== Work to be completed ==
Take the data below and repeat it exactly.
[Supplied records start]
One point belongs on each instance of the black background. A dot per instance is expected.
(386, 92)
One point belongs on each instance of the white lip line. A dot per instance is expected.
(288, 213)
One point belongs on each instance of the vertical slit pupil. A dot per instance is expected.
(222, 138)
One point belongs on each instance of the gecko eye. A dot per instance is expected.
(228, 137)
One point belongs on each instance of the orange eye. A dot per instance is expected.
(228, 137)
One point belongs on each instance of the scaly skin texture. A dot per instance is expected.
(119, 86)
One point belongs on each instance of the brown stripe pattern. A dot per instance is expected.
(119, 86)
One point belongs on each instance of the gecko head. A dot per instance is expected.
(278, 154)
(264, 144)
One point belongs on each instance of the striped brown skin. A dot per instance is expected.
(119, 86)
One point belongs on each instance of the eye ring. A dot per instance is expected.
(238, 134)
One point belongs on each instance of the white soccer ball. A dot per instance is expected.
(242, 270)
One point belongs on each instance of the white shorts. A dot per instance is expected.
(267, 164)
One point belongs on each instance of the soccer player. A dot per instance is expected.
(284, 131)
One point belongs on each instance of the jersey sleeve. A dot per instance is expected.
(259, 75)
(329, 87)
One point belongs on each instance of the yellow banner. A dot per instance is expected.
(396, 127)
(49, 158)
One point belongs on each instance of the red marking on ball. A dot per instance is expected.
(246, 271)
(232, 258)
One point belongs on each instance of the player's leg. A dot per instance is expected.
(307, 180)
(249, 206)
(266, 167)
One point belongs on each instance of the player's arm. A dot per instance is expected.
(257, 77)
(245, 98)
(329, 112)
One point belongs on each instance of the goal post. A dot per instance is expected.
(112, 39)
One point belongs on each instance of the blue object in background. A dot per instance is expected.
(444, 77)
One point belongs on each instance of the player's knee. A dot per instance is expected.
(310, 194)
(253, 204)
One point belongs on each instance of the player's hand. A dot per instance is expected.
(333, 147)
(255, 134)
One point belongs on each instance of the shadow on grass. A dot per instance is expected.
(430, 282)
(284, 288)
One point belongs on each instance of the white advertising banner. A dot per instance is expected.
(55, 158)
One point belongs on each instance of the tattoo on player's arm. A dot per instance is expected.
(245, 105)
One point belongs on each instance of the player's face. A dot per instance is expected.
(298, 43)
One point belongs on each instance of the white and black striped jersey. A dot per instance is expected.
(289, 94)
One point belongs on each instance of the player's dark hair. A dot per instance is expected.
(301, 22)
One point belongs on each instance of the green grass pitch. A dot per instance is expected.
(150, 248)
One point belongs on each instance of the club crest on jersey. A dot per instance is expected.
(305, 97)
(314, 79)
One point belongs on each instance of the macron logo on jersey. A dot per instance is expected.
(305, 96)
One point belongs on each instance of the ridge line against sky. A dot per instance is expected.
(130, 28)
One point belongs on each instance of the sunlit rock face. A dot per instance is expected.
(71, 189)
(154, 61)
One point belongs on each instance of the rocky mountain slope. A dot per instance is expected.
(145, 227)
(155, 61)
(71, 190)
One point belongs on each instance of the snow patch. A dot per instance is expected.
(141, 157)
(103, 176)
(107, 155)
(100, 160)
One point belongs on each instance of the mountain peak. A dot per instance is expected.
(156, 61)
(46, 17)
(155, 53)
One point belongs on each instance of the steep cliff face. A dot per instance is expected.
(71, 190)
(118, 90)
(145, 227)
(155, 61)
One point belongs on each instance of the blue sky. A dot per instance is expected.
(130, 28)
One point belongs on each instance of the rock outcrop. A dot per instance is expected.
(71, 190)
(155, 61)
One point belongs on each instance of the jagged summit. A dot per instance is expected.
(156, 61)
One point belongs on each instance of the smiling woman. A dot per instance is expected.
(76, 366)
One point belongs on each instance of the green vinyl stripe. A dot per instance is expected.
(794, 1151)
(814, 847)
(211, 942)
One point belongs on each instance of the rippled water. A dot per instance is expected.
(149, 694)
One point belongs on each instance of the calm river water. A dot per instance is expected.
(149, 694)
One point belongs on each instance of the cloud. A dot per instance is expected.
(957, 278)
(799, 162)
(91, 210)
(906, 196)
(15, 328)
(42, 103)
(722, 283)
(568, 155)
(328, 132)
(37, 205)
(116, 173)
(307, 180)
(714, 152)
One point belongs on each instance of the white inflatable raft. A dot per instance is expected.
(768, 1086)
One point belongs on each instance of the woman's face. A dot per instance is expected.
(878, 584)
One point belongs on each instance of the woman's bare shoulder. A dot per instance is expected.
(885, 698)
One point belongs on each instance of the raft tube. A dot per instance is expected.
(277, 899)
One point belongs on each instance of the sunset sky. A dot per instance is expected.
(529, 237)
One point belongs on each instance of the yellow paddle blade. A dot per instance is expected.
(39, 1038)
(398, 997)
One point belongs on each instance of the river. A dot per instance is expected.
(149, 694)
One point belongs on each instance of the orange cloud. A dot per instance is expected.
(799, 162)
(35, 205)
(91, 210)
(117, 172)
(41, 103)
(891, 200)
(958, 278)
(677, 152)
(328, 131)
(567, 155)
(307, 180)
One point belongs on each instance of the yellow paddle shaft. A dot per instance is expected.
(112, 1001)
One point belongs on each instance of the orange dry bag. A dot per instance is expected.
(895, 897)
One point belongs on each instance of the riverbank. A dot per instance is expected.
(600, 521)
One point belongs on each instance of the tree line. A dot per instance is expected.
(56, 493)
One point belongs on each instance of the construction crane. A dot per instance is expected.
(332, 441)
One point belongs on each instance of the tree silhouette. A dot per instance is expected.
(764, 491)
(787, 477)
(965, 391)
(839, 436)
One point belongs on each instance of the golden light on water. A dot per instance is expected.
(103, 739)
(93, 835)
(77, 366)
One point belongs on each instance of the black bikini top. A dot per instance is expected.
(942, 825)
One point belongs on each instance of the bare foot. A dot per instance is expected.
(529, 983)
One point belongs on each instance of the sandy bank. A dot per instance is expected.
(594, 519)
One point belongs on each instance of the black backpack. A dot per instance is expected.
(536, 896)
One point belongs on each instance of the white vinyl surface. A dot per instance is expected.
[Supplied records end]
== Solved exercise ==
One point belongs on each instance of the black background. A dot per instance is expected.
(386, 92)
One point belongs on each instance of the white lip line. A dot per instance is expected.
(288, 213)
One point belongs on each instance of the vertical slit pupil. A dot per instance is expected.
(222, 138)
One point belongs on each instance of the gecko eye. A dot per instance is expected.
(228, 137)
One point belongs on each instance of the orange eye. A dot per instance is expected.
(228, 137)
One point belongs on each instance of the scaly skin texture. A dot per instance is expected.
(119, 86)
One point belongs on each instance of the brown stripe pattern. A dot per instance is expected.
(119, 86)
One point belongs on each instance of the gecko head. A dot per instance is expected.
(278, 154)
(264, 144)
One point belongs on each instance of the striped brown skin. A dot per instance is expected.
(119, 86)
One point belongs on each instance of the eye ring. A dot per instance is expected.
(238, 134)
One point belongs on each instance of the white soccer ball. A dot per instance is expected.
(242, 270)
One point belongs on each instance of the white shorts. A dot per instance is expected.
(267, 164)
One point belongs on each instance of the soccer player. A dot per instance is expected.
(284, 131)
One point belongs on each instance of the jersey sleeve. A dot per instance is expected.
(259, 75)
(329, 87)
One point belongs on each instance of the yellow banner. A dot per instance is expected.
(396, 127)
(49, 158)
One point belongs on each instance of the red marking on ball. A dot per instance is expected.
(246, 271)
(232, 258)
One point belongs on each instance of the player's leg. A dot per instance is expected.
(307, 180)
(249, 206)
(266, 167)
One point belongs on each instance of the player's arm. A dot per instance is expected.
(257, 77)
(245, 98)
(329, 112)
One point belongs on each instance of the goal post. A dot per instance is expected.
(112, 39)
One point belongs on each instance of the blue object in background. A dot per instance is expected.
(444, 77)
One point belongs on each instance of the player's knee. A dot per instance is expected.
(310, 194)
(253, 204)
One point belongs on each instance of the player's hand. A dot per instance is expected.
(333, 147)
(255, 134)
One point belongs on each instance of the shadow on grass. A dot per instance is expected.
(430, 282)
(284, 288)
One point belongs on each instance of the white advertising banner. A dot per instance is expected.
(55, 158)
One point belongs on each instance of the tattoo on player's arm. A dot per instance is expected.
(245, 105)
One point belongs on each instance of the player's face. A dot per instance is expected.
(298, 43)
One point belongs on each instance of the white and black striped jersey. A dot per instance is expected.
(289, 94)
One point belongs on each instance of the player's dark hair. A dot per instance is expected.
(301, 22)
One point belongs on each instance of the green grass pitch. A dot per instance is expected.
(150, 248)
One point belongs on each instance of the club crest on jersey. A dot per instance is expected.
(305, 97)
(314, 79)
One point belongs on each instance of the macron logo on jersey. A dot per instance is expected.
(305, 96)
One point belongs on each instance of the ridge line against sky. A dot per instance is expected.
(130, 28)
One point belongs on each instance of the sunlit rock face. A dot per instance is expected.
(71, 189)
(154, 61)
One point belongs on each instance of the rocky mountain slope. A dot per instance is expected.
(145, 227)
(155, 61)
(71, 190)
One point belongs on each instance of the snow patch. A dot per instance is expected.
(141, 157)
(103, 176)
(107, 155)
(100, 160)
One point belongs on each instance of the mountain peak. A dot per instance is expected.
(156, 61)
(46, 17)
(155, 53)
One point belongs on each instance of the steep cliff face. A dot per instance is expected.
(71, 190)
(118, 90)
(145, 227)
(155, 61)
One point belongs on each instance of the blue sky. A dot per instance is expected.
(130, 28)
One point belongs on each instance of the rock outcrop. A dot per instance is expected.
(71, 190)
(155, 61)
One point belongs on each instance of the jagged summit. A dot per instance is expected.
(156, 61)
One point belongs on each instance of the smiling woman. A dot per instance is expected.
(76, 366)
One point belongs on each instance of the green vinyl stripe. A dot per instance is expected.
(794, 1151)
(814, 847)
(211, 942)
One point belongs on each instance of the rippled water. A dot per instance is expected.
(149, 694)
One point belongs on each instance of the calm river water. A dot per instance is expected.
(149, 694)
One point belongs on each instance of the cloud. A dot per instance is expected.
(957, 278)
(799, 162)
(91, 210)
(906, 196)
(15, 328)
(42, 103)
(722, 283)
(568, 155)
(328, 132)
(37, 205)
(116, 173)
(307, 180)
(714, 152)
One point belongs on each instance of the white inflatable raft. A dot per instance is expected.
(768, 1086)
One point belongs on each instance of the woman's face. A dot per instance is expected.
(878, 584)
One point belongs on each instance of the woman's bare shoulder. A dot per instance is expected.
(885, 698)
One point belongs on each instance of the raft tube. A dot per instance is expected.
(277, 899)
One point belongs on each instance of the sunset sky. A dot per instance is expected.
(529, 237)
One point belongs on each instance of the yellow paddle blade. A dot per instance is expected.
(39, 1038)
(398, 997)
One point belongs on each instance of the river. A dot per instance is expected.
(149, 694)
One point belongs on each instance of the orange cloud. A dot per instance is expected.
(799, 162)
(35, 205)
(91, 210)
(117, 172)
(41, 103)
(891, 200)
(958, 278)
(677, 152)
(328, 131)
(567, 155)
(307, 180)
One point belongs on each instance of the yellow paddle shaft. A dot per instance is expected.
(112, 1001)
One point belongs on each instance of the orange dry bag. A dot per instance is expected.
(895, 897)
One point belongs on each instance of the riverbank. A dot per instance is expected.
(600, 521)
One point belongs on each instance of the tree line. A dot per instance is expected.
(56, 493)
One point belongs on each instance of the construction crane. A dot per instance is expected.
(332, 441)
One point belongs on each instance of the tree silhouette. A dot per instance is expected.
(764, 491)
(787, 477)
(965, 391)
(839, 436)
One point belongs on each instance of the golden light on water. A dot per instance is expected.
(103, 739)
(93, 835)
(77, 366)
One point belongs on each instance of the black bikini top. A dot per instance is expected.
(942, 825)
One point belongs on each instance of the bare foot. A dot per instance is expected.
(529, 983)
One point belongs on each instance of the sandy bank. A dot per instance is expected.
(594, 519)
One point belongs on each instance of the black backpack. A dot per instance is expected.
(536, 896)
One point belongs on each instance of the white vinyl surface. A dot per instance is expected.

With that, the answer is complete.